• [抜粋]:
══════════
彼に出会う前、わたしは恋人や自分を好きになってくれた人に対して「この人でいいんだろうか」という不安を常に抱えていた。
勢いで付き合っても、その人への違和感は距離が縮まったことで増幅して、すぐに嫌になってお互い不幸せになってしまわないだろうか。そう思うと、自分に好意を向けてくれる人に対して自分から1歩踏み込むことができなかったし、それに対していつも悩みを抱えていた。

不満はあっても、みんな折り合いをつけて付き合ったり結婚したりするのだろうか。それとも、結婚する相手は本当に赤い糸だとかツインレイだとかみたいに他の人と違うものなのだろうか。

わたしは、後者だと思う。けれど、みんながみんなそうではないことも知っている。

不安だった過去の自分に、今は「大丈夫だよ、焦らなくていいよ」と声をかけてあげたいと思うけれど、タイムマシンがないからそれは無理な話で。
いつかタイムマシンができたときと、昔のわたしのように今悩んでいるかもしれない人に贈る。

とはいえ、わたしにちゃんとした恋人がいたのは学生時代の1回だけなので、偏った経験則となることは否めない。好きになったけれどうまくいかなかった人たちのことも思い浮かべながら書いてみる。
══════════
• [資料]:
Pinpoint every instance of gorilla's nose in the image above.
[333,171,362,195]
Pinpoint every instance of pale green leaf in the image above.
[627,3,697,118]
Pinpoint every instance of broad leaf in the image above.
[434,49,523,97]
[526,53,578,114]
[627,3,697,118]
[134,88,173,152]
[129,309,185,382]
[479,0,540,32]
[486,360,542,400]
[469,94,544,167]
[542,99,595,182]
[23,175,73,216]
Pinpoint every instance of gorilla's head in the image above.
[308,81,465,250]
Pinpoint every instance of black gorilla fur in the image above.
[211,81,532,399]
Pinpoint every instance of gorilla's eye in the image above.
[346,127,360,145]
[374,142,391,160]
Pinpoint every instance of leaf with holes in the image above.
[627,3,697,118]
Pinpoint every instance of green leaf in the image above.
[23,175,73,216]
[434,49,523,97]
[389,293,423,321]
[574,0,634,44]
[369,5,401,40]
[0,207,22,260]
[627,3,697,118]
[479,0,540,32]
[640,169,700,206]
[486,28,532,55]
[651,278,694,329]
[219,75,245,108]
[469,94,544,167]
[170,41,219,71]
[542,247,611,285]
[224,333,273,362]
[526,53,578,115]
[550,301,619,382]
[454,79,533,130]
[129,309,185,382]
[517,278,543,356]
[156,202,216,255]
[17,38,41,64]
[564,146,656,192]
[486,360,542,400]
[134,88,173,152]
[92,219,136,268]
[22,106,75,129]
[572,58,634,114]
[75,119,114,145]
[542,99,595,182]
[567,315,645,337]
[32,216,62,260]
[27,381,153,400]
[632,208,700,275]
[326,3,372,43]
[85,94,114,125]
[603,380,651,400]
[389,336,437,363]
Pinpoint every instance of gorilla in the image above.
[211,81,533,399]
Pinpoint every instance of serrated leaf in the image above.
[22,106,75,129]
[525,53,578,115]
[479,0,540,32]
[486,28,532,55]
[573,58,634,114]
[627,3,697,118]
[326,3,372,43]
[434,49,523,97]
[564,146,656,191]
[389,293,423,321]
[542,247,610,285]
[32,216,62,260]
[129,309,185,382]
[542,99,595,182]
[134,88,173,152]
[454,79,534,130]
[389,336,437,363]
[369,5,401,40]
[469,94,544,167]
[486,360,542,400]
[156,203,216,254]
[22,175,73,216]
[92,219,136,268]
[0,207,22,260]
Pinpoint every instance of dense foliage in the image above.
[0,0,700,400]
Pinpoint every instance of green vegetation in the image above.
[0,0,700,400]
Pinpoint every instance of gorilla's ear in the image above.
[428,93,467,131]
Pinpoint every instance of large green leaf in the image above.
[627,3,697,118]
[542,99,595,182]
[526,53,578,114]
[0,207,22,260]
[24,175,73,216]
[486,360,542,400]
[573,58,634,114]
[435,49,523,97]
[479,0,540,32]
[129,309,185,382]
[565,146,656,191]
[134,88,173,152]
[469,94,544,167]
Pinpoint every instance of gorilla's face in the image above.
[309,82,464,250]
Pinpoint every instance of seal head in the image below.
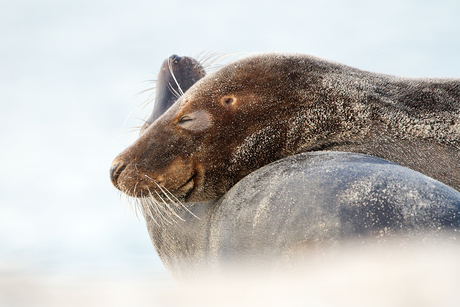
══════════
• [必須課題]:
A. 抜粋によると、筆者にちゃんとした恋人がいたのは何回ですか。
B. 抜粋の「彼に出会う前、わたしは恋人や」から「していつも悩みを抱えていた。」までの箇所を、「違和感」を「引っかかり」に置き換えて書き直してください。
答えるときは抜粋の内容だけを根拠にしてください。

• [各課題の回答]:
A. 学生時代の1回だけです。

B.
彼に出会う前、わたしは恋人や自分を好きになってくれた人に対して「この人でいいんだろうか」という不安を常に抱えていた。
勢いで付き合っても、その人への引っかかりは距離が縮まったことで増幅して、すぐに嫌になってお互い不幸せになってしまわないだろうか。そう思うと、自分に好意を向けてくれる人に対して自分から1歩踏み込むことができなかったし、それに対していつも悩みを抱えていた。